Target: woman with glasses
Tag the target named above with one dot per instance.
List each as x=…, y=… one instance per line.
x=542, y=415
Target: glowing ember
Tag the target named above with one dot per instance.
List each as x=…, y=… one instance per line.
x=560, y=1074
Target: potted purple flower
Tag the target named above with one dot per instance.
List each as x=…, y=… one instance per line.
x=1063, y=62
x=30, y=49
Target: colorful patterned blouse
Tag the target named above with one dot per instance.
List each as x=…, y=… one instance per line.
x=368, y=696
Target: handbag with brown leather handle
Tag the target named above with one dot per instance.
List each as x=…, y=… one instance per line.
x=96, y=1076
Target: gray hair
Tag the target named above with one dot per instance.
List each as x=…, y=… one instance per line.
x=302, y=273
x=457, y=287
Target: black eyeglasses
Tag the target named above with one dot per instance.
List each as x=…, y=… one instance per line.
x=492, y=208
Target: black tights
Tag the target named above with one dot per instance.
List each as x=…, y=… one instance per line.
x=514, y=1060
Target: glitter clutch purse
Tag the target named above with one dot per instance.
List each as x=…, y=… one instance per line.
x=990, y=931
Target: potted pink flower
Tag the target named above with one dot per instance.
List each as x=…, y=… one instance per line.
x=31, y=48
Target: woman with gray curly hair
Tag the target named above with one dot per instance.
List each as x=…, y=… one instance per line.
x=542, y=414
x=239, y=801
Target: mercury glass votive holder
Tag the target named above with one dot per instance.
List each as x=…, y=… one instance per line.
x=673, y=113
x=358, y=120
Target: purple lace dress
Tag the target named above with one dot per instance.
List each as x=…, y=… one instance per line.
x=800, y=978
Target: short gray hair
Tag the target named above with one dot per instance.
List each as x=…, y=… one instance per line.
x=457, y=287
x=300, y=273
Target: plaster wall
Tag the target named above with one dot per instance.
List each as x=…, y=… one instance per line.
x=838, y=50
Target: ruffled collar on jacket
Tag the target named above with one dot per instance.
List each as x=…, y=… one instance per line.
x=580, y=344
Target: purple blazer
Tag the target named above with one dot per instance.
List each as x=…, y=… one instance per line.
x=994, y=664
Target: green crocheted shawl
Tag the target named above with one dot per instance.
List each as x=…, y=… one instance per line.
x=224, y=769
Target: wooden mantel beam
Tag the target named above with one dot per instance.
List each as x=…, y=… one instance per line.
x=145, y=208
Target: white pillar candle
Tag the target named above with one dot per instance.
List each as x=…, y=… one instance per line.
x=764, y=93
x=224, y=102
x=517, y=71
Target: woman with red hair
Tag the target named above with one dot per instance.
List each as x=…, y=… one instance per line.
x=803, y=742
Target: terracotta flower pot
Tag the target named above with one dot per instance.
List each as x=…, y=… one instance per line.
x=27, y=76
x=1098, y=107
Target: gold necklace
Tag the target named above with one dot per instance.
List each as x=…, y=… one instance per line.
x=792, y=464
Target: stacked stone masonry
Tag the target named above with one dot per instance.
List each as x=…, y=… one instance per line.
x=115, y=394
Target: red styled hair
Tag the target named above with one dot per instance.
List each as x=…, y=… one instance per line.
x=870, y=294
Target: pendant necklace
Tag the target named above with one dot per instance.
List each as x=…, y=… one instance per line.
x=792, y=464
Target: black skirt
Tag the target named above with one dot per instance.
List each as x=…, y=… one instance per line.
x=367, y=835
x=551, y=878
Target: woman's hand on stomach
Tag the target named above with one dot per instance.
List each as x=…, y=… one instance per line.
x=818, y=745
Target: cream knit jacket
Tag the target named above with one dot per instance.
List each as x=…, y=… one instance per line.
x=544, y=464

▶ [Problem statement]: Take from the material above the lines running from the one with "Target: glowing ember" through the one with "Target: colorful patterned blouse", and repeat them exactly, with nothing else.

▶ [Solution below]:
Target: glowing ember
Tag the target named above with one dot per instance.
List each as x=…, y=… one instance per line.
x=560, y=1074
Target: potted purple flower
Tag the target named above with one dot per instance.
List each as x=…, y=… one instance per line.
x=1063, y=62
x=30, y=49
Target: colorful patterned blouse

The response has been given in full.